*Direction*. Print, word for word, the part of the Spencer surname page below starting at "Spencer (also Spenser)" and ending at "Book of 1086.".

*Page*.
########
Spencer
- Pronunciation: spènser, /ˈspɛnsər/ spEnser

Origin
- Word/name: Medieval Latin: "dispensa" and "dispensator"; Old French: "despensier"; Anglo-French: "espenser"; Middle English: "spens", "Spenser";
- Meaning: derived from the Old French "despensier", a steward
- Region of origin: England;

Other names
- Variant forms: Spenser, Spender, Espencer, Spence, Spens
- Related names: Speiser (German), Economos (Greek)

= Spencer (surname) =

Family name

Spencer (also Spenser) is an English surname, originating from the Old French word despensier, meaning dispenser or steward. In medieval England, it was a title/status surname, representing the court title dispenser or steward. An early example is Robert d'Abbetot, who is listed as Robert le Dispenser ('the steward'), a tenant-in-chief of several counties, in the Domesday Book of 1086.

Despenser/Spencer families would have originated in a range of different jurisdictions, and the possession of the shared surname is not an indication of genealogical relationship.
########
*Data shown*.
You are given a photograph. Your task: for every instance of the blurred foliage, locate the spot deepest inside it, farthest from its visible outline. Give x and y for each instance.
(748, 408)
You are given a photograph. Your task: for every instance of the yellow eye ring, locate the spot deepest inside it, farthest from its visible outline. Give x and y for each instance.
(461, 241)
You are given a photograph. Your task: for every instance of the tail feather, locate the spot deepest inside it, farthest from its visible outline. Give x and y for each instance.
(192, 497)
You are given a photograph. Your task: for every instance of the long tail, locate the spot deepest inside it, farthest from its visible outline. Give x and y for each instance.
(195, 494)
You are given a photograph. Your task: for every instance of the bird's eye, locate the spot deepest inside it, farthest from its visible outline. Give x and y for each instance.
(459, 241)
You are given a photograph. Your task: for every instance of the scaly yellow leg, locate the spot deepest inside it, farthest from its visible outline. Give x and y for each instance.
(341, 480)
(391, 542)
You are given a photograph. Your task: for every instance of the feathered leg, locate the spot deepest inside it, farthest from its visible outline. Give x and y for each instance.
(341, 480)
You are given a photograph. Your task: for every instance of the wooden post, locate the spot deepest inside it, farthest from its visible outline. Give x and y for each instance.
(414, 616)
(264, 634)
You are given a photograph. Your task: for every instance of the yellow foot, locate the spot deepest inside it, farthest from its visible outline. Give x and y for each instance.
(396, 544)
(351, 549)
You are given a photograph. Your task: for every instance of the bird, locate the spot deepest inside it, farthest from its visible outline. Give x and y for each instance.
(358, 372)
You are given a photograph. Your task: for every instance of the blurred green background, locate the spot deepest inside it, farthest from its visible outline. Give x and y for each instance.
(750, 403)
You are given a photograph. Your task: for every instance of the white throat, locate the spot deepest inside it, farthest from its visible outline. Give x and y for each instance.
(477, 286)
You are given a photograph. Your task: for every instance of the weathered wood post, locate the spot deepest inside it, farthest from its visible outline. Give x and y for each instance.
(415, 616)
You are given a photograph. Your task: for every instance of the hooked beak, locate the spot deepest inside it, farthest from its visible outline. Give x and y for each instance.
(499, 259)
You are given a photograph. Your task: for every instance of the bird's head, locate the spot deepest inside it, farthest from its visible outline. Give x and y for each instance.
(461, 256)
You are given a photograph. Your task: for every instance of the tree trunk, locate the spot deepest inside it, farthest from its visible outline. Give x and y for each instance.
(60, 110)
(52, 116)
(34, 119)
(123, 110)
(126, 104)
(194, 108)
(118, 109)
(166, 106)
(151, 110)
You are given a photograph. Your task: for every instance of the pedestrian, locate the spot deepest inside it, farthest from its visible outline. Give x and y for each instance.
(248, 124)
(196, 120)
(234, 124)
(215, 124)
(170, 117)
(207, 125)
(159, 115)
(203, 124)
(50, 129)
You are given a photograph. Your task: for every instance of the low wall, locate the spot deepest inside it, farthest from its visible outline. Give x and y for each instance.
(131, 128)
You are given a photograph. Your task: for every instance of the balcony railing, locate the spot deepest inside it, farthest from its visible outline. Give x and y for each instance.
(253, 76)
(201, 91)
########
*Task solution*.
Spencer (also Spenser) is an English surname, originating from the Old French word despensier, meaning dispenser or steward. In medieval England, it was a title/status surname, representing the court title dispenser or steward. An early example is Robert d'Abbetot, who is listed as Robert le Dispenser ('the steward'), a tenant-in-chief of several counties, in the Domesday Book of 1086.